Extrait du texte -
________________________

Le cinéma de spectres (appelé kaidan-eiga) et le jeu vidéo d’horreur japonais se confondent aussi souvent que le folklore des Yokai avec les animés, les mangas et les jeux vidéo. J’aurais pu écrire de longues tirades sur l’origine des Yokai, mais je ferai peut être cela dans un autre article. Yokai Watch m’a non seulement beaucoup plu, mais en plus m’a mis dans le même état que ces titres 100% japonais qui font vibrer mon petit cœur de fan de ce pays, de cette culture et du paysage folklorique nippon si particulier. L’aspect exploration et le sentiment de vie du monde virtuel mis en place par Level-5 couplé par une belle réalisation fait de Yokai Watch un RPG pocket monster unique et attendrissant, un peu comme ces dessins animés des 90 où le cidre remplace la bière, les trentenaires comprendront. Concluons sur le fait qu’on ne peut que saluer l’audace et le pari de éditeurs de jeux de sortir ces jeux si particuliers et traduits en français (ou en anglais). Encourageons les à continuer, car la fraîcheur et la profondeur apportées par ces jeux sont les bienvenues dans cet air surchargé de clones vidéoludiques.

________________________

Matériel fourni -

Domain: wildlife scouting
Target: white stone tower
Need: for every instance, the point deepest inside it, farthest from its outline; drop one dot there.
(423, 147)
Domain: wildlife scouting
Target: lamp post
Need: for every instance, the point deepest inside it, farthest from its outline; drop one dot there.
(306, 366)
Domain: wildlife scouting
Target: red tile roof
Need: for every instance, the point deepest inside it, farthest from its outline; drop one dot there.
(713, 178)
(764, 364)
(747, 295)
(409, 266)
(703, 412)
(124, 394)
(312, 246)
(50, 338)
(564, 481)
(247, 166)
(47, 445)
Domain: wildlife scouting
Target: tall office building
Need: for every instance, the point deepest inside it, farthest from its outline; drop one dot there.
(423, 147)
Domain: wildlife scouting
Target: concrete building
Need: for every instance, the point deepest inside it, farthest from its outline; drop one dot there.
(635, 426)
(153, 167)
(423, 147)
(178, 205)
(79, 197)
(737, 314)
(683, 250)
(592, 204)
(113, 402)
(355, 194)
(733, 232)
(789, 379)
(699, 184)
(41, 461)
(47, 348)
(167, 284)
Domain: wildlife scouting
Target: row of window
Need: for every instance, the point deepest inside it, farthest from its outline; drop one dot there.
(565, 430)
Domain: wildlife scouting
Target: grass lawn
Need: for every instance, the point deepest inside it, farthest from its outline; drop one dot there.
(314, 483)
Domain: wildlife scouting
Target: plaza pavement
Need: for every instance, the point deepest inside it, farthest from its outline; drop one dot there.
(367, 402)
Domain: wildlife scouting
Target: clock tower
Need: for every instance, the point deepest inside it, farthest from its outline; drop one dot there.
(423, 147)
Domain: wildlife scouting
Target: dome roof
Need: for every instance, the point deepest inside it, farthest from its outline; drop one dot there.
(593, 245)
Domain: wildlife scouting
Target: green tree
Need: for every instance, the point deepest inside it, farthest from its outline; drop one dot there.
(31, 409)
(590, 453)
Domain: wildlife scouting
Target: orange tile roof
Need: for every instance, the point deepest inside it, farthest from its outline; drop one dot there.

________________________

Objectif -
Répondez à ces questions sur l'extrait consacré à Yokai Watch :
(a) Sous quel autre nom l'extrait désigne-t-il le cinéma de spectres ?
(b) Qui a mis en place le monde virtuel de Yokai Watch ?
(c) Dans les dessins animés des années 90 évoqués, quelle boisson remplace la bière ?

Réponse complète -
(a) Kaidan-eiga.
(b) Level-5.
(c) Le cidre.